**Source material:**
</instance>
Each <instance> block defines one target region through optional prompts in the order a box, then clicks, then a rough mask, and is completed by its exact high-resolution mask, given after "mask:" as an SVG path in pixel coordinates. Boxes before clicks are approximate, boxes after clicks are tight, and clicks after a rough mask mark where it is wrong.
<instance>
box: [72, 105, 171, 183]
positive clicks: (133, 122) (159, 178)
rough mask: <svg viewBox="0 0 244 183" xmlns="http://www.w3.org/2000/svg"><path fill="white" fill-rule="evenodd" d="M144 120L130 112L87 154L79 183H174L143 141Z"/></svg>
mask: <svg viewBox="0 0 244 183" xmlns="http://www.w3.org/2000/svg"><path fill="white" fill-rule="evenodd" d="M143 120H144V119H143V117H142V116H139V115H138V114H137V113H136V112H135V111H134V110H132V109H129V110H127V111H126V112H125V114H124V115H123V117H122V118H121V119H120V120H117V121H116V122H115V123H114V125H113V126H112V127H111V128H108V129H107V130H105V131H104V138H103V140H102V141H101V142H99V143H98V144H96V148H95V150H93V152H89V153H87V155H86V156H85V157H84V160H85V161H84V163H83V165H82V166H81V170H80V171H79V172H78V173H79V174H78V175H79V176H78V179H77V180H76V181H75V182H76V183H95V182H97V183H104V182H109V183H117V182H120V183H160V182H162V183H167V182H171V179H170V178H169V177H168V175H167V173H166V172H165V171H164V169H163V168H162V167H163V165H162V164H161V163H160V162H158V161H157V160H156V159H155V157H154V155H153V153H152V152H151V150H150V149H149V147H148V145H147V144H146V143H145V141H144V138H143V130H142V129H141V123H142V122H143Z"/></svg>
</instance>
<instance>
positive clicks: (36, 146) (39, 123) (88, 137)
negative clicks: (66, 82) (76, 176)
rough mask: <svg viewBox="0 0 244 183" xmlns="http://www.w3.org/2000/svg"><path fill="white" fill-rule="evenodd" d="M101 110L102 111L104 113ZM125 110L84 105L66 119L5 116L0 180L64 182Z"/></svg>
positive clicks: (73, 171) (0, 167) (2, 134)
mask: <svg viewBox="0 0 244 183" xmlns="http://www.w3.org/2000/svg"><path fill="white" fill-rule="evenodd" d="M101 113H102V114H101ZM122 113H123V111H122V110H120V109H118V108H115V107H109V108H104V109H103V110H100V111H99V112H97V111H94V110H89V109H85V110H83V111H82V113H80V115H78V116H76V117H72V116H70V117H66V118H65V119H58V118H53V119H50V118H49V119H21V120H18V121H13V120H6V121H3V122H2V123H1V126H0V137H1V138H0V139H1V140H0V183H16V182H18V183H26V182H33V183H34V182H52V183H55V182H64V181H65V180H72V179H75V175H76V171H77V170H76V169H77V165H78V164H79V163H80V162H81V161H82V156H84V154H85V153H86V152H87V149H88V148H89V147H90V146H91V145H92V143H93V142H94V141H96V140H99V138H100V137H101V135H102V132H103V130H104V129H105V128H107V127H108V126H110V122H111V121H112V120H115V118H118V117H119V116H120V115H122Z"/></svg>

**Exercise:**
Retype the material above line for line, keeping every character unchanged.

**Answer:**
</instance>
Each <instance> block defines one target region through optional prompts in the order a box, then clicks, then a rough mask, and is completed by its exact high-resolution mask, given after "mask:" as an SVG path in pixel coordinates. Boxes before clicks are approximate, boxes after clicks are tight, and clicks after a rough mask mark where it is wrong.
<instance>
box: [72, 105, 171, 183]
positive clicks: (133, 122) (159, 178)
rough mask: <svg viewBox="0 0 244 183" xmlns="http://www.w3.org/2000/svg"><path fill="white" fill-rule="evenodd" d="M144 120L130 112L87 154L79 183H174L143 141Z"/></svg>
mask: <svg viewBox="0 0 244 183" xmlns="http://www.w3.org/2000/svg"><path fill="white" fill-rule="evenodd" d="M143 120H144V119H143V117H142V116H139V115H138V114H137V113H136V112H135V111H134V110H132V109H129V110H127V111H126V112H125V114H124V115H123V117H122V118H121V119H120V120H117V121H116V122H115V123H114V125H113V126H112V127H111V128H108V129H107V130H105V131H104V138H103V140H102V141H101V142H99V143H98V144H96V148H95V150H93V152H89V153H87V155H86V156H85V157H84V160H85V161H84V163H83V165H82V166H81V170H80V171H79V172H78V173H79V174H78V175H79V176H78V179H77V180H76V181H75V182H76V183H95V182H97V183H104V182H109V183H117V182H120V183H160V182H162V183H167V182H171V179H170V178H169V177H168V175H167V173H166V172H165V171H164V169H163V168H162V167H163V165H162V164H161V163H160V162H158V161H157V160H156V159H155V157H154V155H153V153H152V152H151V150H150V149H149V147H148V145H147V144H146V143H145V141H144V138H143V130H142V129H141V123H142V122H143Z"/></svg>
</instance>
<instance>
positive clicks: (36, 146) (39, 123) (88, 137)
negative clicks: (66, 82) (76, 176)
rough mask: <svg viewBox="0 0 244 183" xmlns="http://www.w3.org/2000/svg"><path fill="white" fill-rule="evenodd" d="M101 110L102 111L104 113ZM125 110L84 105L66 119L5 116L0 180L64 182Z"/></svg>
positive clicks: (73, 171) (0, 167) (2, 134)
mask: <svg viewBox="0 0 244 183" xmlns="http://www.w3.org/2000/svg"><path fill="white" fill-rule="evenodd" d="M101 113H102V114H101ZM122 113H123V111H122V110H120V109H118V108H115V107H109V108H104V109H103V110H100V111H99V112H97V111H94V110H89V109H85V110H83V111H82V113H80V115H78V116H76V117H72V116H70V117H66V118H65V119H58V118H53V119H50V118H49V119H21V120H18V121H13V120H6V121H3V122H2V123H1V126H0V137H1V138H0V139H1V140H0V183H16V182H18V183H26V182H33V183H34V182H52V183H55V182H64V181H65V180H72V179H75V175H76V171H77V170H76V169H77V165H78V164H79V163H80V162H81V161H82V156H84V154H85V153H86V152H87V149H88V148H89V147H90V146H91V145H92V143H93V142H94V141H96V140H99V138H100V137H101V135H102V132H103V130H104V129H105V128H107V127H108V126H110V122H111V121H112V120H115V118H118V117H119V116H120V115H122Z"/></svg>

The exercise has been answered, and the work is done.